+++ SOURCE DOCUMENT +++

Negotiating parental duties as simple as talking about it for birds
Deakin University scientists have completed a world-first study into how birds negotiate parental workloads, finding the answer is as simple as talking to each other.
Lead researcher, Alfred Deakin Postdoctoral Research Fellow Dr Mylene Mariette, said the study of 12 pairs of Australian zebra finch (Taeniopygia guttata) was an important step towards understanding how animal cooperation had evolved.
The research, Vocal negotiation over parental care? Acoustic communication at the nest predicts partners' incubation share, is published in the latest edition of Biological Journal of the Linnean Society.
Dr Mariette, from Deakin's Centre for Integrative Ecology within the School of Life and Environmental Sciences, said it was well-known that birds negotiated how much each parent worked to feed their chicks or incubate the eggs, but until now no one had asked how they reach their agreements.

+++ SOURCE DATA +++

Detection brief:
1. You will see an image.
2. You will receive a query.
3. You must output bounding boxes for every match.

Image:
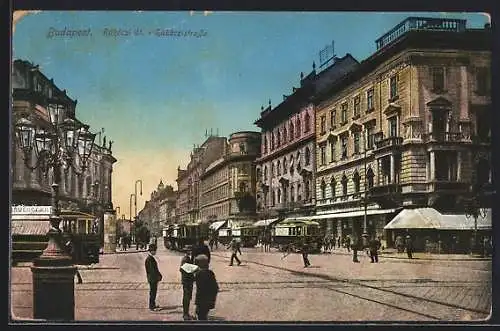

+++

- _DIRECTIONS_
- 1) Condense the paragraph of the bird parenting article that begins "Dr Mariette, from Deakin's Centre" into a single shorter sentence that keeps its main facts.
- 2) Name every university, academic unit, and journal mentioned in the bird parenting article.

- _TASK ANSWERS_
- 1) Dr Mariette, of Deakin's Centre for Integrative Ecology in the School of Life and Environmental Sciences, said birds were known to negotiate how much each parent works feeding chicks or incubating eggs, but until now no one had asked how they reach those agreements.

- 2)
- Deakin University
- Centre for Integrative Ecology
- School of Life and Environmental Sciences
- Biological Journal of the Linnean Society